I push people away…
I have HIV and have had it for 5 years since I was 19 instead of telling people that try to get close to me I push them away and shut myself out… Most times I think of killing myself.
Anonymous on November 13th 2008 in Alone
I have HIV and have had it for 5 years since I was 19 instead of telling people that try to get close to me I push them away and shut myself out… Most times I think of killing myself.
Anonymous on November 13th 2008 in Alone
"prettyks**" said on 18 Nov 2008 at 6:23 pm # Quote
just tell them cuz even they get hurt when you do this to them.
Tony said on 19 Nov 2008 at 3:20 pm # Quote
Are you at all sexually active? I hope you are acting responsibly and protecting yourself and others from your condition.
There are from what I’ve read some treatments which indicate they can resolve your HIV condition.
I hope that this is true and you avoid passing on to full blown aids. Its a horrible way to suffer.
God Bless You
heart transmission said on 23 Nov 2008 at 6:55 pm # Quote
ooh my goodness just let love in! forgive yourself. open your heart and share it, you deserve to get all of the love that you want and need, and everyone you love deserves to know and love you for everything that you are. don’t be afraid to reach out on behalf of your true self, and we all need each other to get by.

Dataset content
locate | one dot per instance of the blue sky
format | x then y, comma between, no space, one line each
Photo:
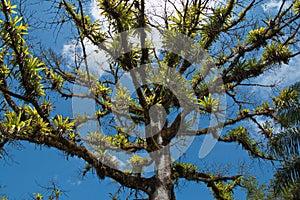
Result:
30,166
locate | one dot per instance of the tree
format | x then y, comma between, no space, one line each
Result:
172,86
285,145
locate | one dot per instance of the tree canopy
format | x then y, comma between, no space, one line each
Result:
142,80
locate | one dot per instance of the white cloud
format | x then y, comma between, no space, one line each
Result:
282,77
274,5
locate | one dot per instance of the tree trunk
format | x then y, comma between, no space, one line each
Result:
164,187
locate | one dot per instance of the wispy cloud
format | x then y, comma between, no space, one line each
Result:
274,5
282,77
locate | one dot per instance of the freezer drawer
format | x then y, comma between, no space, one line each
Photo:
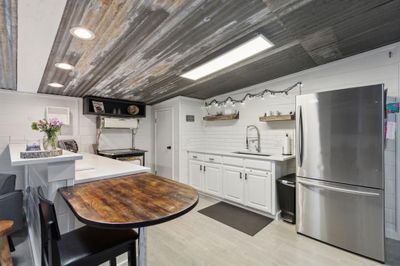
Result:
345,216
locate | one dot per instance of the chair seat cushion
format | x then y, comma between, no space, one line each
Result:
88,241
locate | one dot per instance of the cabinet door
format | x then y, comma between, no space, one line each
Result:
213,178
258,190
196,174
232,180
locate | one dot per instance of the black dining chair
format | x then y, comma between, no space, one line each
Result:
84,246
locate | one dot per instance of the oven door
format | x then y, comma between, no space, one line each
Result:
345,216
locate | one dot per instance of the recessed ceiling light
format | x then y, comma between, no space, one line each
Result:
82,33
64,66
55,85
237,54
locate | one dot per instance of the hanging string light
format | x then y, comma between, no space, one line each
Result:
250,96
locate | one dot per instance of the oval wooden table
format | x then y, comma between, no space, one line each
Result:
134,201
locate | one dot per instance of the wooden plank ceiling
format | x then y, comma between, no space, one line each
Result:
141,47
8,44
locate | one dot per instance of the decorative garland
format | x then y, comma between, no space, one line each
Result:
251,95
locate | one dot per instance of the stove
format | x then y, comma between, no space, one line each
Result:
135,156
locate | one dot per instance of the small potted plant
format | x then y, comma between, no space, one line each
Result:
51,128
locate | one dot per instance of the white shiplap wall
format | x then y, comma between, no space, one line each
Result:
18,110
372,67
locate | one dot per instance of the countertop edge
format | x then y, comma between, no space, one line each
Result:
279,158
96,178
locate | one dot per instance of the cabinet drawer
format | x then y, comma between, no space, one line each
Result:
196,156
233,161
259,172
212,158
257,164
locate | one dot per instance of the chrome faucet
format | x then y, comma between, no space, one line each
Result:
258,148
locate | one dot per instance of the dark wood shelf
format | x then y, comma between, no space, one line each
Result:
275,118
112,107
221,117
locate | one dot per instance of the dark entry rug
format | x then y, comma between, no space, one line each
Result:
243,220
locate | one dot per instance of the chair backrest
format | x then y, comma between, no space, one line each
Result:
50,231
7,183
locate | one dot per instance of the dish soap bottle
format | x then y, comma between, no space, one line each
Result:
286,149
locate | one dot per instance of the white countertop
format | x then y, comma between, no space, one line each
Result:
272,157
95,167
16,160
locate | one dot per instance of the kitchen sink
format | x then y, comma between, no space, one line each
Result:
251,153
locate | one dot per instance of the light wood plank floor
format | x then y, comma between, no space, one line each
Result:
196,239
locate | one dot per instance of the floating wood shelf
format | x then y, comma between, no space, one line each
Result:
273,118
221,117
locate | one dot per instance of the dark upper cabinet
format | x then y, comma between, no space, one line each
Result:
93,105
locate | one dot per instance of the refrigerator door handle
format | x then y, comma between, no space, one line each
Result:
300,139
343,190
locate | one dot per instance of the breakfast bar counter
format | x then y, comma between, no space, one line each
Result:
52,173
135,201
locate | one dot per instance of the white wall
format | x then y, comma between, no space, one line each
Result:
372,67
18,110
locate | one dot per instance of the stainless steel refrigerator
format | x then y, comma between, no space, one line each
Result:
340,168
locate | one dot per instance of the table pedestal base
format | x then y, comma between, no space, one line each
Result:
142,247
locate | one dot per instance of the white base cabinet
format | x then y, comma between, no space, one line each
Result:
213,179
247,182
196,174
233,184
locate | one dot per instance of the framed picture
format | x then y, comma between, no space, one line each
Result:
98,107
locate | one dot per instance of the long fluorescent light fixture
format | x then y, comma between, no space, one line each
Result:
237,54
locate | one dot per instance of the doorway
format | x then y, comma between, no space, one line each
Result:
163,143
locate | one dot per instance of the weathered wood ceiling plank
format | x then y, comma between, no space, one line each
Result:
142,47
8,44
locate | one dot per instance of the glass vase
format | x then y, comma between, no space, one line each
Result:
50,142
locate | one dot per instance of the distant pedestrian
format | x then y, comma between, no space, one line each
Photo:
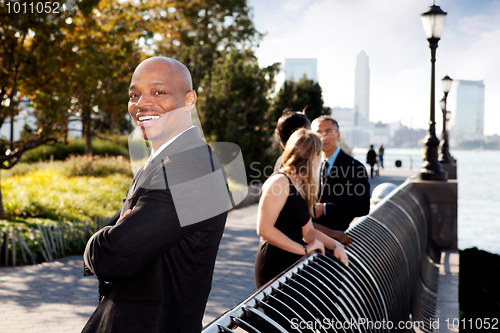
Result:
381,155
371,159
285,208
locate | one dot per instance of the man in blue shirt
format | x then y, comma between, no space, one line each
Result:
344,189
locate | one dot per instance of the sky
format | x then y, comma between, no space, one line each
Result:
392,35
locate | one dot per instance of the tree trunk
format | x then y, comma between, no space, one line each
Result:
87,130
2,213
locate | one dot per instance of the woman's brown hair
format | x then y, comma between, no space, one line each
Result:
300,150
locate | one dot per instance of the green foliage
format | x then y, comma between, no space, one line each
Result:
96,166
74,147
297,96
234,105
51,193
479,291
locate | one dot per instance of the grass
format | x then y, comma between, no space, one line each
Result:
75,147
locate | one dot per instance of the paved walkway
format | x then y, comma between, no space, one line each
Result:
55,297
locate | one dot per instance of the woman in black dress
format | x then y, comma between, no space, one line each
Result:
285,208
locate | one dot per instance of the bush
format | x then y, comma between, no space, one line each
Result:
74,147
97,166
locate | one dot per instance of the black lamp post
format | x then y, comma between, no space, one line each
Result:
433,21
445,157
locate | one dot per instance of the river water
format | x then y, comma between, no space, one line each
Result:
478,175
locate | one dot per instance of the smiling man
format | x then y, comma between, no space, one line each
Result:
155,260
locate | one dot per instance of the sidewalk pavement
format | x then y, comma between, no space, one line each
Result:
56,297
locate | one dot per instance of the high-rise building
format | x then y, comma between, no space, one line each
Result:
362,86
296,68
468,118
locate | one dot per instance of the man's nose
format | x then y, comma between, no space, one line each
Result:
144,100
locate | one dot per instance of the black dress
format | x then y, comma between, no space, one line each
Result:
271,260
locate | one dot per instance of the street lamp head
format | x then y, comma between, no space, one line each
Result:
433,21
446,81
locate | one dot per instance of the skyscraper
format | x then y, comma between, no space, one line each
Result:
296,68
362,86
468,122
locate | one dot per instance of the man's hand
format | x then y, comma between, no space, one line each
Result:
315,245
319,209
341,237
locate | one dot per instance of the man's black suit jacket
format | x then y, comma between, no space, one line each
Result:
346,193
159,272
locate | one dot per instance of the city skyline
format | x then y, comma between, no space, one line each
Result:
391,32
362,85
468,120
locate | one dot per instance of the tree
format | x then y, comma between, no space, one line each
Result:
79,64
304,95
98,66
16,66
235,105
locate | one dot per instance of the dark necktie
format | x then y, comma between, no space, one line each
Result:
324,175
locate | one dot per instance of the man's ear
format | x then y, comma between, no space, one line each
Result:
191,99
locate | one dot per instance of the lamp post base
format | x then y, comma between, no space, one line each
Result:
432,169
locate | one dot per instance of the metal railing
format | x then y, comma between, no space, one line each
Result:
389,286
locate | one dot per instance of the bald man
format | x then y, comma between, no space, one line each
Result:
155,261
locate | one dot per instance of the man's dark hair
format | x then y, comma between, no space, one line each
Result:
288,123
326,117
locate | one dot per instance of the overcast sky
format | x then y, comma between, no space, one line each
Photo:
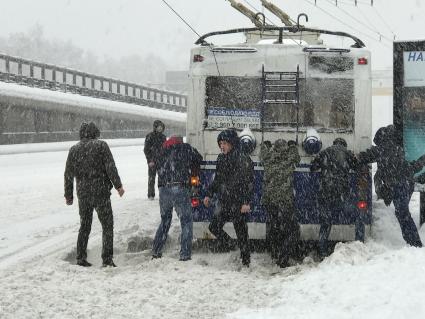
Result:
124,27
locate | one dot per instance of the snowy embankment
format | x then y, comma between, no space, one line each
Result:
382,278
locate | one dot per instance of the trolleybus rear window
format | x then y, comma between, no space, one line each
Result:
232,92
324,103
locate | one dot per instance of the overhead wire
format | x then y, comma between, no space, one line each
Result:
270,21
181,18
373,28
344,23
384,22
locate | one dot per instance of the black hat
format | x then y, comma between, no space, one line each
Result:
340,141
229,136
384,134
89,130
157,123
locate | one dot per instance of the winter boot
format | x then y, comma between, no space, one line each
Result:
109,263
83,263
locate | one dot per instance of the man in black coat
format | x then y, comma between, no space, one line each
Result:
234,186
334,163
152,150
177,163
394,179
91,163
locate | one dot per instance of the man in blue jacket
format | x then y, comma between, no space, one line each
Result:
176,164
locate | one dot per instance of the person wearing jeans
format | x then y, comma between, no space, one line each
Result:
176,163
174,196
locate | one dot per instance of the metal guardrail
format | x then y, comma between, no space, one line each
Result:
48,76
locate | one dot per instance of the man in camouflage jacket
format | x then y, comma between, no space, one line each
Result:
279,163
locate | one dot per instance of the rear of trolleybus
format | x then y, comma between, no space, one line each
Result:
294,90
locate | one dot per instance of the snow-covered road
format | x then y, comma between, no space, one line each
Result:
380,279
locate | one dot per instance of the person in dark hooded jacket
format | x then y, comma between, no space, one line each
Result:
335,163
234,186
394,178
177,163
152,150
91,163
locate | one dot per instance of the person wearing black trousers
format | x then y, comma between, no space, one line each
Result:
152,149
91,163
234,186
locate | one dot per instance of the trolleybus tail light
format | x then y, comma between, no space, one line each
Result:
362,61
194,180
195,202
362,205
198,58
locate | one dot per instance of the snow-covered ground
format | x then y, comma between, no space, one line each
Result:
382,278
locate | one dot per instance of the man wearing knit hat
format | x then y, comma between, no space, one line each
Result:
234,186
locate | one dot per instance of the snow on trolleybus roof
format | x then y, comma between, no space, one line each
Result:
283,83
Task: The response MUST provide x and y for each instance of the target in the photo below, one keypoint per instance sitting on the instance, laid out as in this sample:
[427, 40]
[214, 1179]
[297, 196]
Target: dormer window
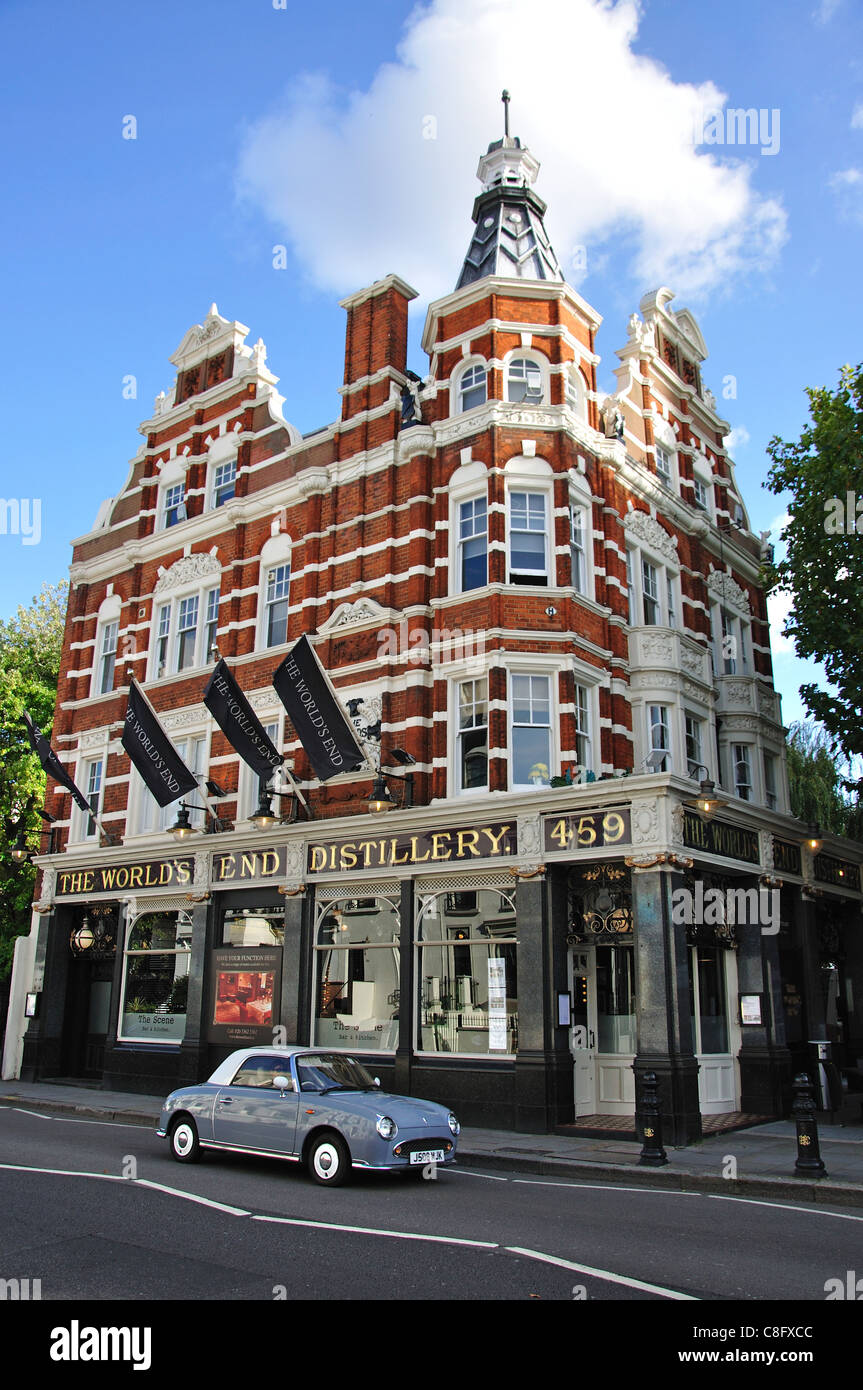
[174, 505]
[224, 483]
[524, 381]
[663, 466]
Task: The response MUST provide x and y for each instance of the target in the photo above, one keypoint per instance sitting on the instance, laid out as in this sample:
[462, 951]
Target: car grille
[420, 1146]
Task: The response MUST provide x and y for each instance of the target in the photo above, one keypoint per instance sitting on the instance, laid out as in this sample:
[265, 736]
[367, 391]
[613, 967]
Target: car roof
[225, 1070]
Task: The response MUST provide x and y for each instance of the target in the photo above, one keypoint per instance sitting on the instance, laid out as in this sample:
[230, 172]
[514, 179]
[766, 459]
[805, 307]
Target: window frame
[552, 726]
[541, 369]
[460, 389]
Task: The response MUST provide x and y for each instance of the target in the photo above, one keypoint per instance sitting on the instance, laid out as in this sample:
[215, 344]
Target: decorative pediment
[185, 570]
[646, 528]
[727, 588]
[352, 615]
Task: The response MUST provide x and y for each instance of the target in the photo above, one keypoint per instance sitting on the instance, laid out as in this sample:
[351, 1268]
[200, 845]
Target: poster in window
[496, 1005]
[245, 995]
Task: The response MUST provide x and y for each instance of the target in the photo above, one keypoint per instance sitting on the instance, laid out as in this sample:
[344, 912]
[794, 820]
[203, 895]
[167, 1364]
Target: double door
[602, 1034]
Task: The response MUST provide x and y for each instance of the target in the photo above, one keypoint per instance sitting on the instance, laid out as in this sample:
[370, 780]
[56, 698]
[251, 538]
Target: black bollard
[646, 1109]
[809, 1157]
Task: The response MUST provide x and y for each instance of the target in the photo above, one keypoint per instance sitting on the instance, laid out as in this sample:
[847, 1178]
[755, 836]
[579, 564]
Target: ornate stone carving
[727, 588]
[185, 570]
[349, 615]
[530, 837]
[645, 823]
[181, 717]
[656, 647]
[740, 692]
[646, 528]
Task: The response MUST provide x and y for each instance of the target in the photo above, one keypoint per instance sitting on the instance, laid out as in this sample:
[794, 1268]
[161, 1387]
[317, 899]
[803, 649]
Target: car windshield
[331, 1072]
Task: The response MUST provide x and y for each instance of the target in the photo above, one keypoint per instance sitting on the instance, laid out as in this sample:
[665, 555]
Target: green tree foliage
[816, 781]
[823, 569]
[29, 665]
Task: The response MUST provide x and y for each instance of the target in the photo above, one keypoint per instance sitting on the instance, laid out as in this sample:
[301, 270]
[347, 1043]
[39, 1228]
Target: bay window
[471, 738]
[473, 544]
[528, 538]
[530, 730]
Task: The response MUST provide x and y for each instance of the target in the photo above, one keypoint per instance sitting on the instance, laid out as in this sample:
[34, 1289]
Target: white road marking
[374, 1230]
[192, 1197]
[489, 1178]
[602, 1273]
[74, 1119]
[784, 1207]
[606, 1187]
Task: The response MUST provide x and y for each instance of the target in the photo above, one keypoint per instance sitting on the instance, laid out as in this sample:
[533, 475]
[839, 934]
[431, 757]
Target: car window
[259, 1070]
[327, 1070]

Problems to work on
A. Translate this sentence from the forum post about living with HIV into Spanish: "don’t be afraid to reach out on behalf of your true self, and we all need each other to get by."
B. Write the next part of the forum post about living with HIV, picking up after its final comment.

Answers for this exercise
A. No tengas miedo de abrirte a los demás en nombre de tu verdadero yo, y todos nos necesitamos unos a otros para salir adelante.

B.
Michael said on 06 Dec 2008 at 1:09 pm # Quote
Seven years later I still wonder what my life would be like now if my then boyfriend would have loved himself enough to let me love him. He is HIV+ and I am not. It never mattered to me since be both understood the situation and took reasonable precautions. He would tell me that he would want to die if he infected me, but that wasn’t fair to me. I’m a big boy who understands what might happen. He may think he was protecting me from something but what really ended up happening was he made me hate him for years until I finally understood that he hated himself so much he wouldn’t let e love him. I still think about him and in many ways will never stop loving him. He was my first love and I feel cheated out of the years of happiness we could have had if he just loved himself enough to realize that becoming infected was not his fault; just unfortunate luck.